[START MATERIAL PROVIDED]

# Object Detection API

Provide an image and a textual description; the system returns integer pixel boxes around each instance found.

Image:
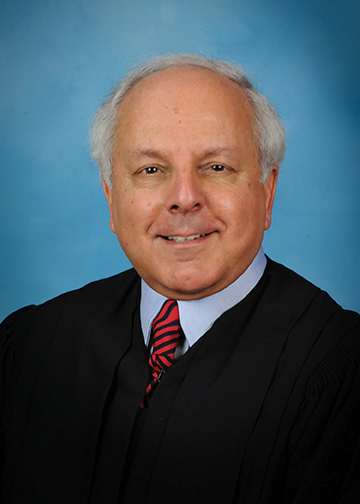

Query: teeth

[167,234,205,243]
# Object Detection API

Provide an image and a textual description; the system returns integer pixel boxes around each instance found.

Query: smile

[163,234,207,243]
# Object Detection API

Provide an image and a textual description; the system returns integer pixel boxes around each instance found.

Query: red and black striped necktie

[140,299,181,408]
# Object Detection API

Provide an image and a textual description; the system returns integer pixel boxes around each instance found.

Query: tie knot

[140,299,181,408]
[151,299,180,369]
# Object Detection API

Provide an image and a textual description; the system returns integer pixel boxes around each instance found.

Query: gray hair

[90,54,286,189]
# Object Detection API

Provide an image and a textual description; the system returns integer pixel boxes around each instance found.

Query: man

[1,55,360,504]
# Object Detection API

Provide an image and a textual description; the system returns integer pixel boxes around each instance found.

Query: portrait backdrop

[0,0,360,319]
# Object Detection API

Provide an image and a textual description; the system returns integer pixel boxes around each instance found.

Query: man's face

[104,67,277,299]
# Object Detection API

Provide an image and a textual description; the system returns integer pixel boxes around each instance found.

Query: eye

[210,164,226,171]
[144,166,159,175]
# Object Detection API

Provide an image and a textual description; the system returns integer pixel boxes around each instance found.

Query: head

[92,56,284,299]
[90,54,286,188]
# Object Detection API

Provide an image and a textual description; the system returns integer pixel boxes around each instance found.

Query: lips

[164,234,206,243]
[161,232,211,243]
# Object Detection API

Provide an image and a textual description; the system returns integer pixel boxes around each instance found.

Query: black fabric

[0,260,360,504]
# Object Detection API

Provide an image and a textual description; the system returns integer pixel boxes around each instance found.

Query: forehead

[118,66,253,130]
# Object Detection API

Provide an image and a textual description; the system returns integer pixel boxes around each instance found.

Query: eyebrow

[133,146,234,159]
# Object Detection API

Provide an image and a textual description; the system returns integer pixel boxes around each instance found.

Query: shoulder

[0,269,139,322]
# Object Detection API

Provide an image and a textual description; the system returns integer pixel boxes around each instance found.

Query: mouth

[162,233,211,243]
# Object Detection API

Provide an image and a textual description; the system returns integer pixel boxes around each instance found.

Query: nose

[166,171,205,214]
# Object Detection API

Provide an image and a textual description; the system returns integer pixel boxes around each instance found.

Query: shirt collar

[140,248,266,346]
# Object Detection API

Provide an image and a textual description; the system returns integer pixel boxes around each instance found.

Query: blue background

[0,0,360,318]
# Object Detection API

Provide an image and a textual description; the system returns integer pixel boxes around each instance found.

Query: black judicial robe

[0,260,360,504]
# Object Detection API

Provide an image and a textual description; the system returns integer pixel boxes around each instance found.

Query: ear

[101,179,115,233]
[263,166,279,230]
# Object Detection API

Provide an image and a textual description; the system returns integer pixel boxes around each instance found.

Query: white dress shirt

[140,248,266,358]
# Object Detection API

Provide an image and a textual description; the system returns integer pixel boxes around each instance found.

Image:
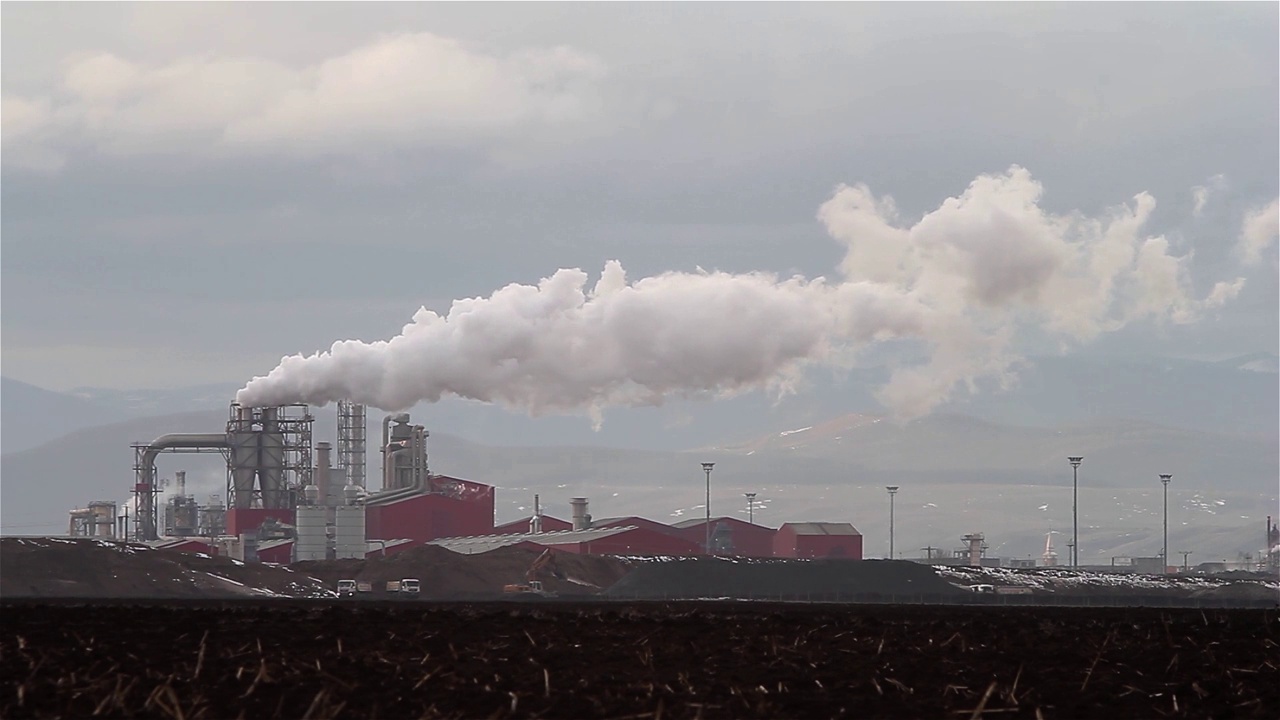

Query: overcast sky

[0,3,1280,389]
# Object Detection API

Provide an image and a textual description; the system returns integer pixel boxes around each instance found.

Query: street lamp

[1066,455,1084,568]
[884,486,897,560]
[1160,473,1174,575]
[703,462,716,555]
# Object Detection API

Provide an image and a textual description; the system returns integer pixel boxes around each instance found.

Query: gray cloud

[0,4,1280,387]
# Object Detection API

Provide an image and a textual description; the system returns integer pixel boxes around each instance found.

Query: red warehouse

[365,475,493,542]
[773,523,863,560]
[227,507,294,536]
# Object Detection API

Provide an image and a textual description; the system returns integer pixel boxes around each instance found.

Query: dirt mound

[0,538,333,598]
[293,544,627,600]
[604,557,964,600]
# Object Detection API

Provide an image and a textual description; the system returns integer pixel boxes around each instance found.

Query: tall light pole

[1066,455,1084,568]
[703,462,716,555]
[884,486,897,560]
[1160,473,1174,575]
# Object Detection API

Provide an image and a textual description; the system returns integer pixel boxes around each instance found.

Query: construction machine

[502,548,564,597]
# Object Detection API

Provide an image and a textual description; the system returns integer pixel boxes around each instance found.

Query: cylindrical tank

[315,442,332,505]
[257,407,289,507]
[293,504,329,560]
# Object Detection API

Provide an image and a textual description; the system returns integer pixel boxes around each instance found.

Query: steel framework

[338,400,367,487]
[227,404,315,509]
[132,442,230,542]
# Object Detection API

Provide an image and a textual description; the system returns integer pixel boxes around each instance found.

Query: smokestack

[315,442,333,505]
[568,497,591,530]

[END MATERIAL PROVIDED]

**INSTRUCTIONS FOR THE TASK:** Copy out the entries from their first line down to and including the line containing "[90,54,286,189]". Leave the pictures out of your copy.

**WORKED ANSWER:**
# Object Detection API

Provide an image and a textual description; the system returns integer pixel boxes around each instance found.

Image:

Query: teeth

[167,234,205,243]
# Object Detection API

Provide an image and a textual description; the system returns integer pixel boxes around each instance found.

Query: smile

[163,234,207,243]
# Object Detection API

Provide an image and a textual description; the system returns integer pixel boxes around each instance found.

Query: red and black striped necktie

[140,299,181,408]
# Object Detection API

Provide an image and a textual description; the system returns integer pixel boxes around each instance found.

Query: tie knot

[140,299,181,408]
[151,299,180,369]
# Object Detection API

Provide an image and a textual description; the system returns integer pixel boxes around each instance found.

Query: gray hair

[90,54,286,189]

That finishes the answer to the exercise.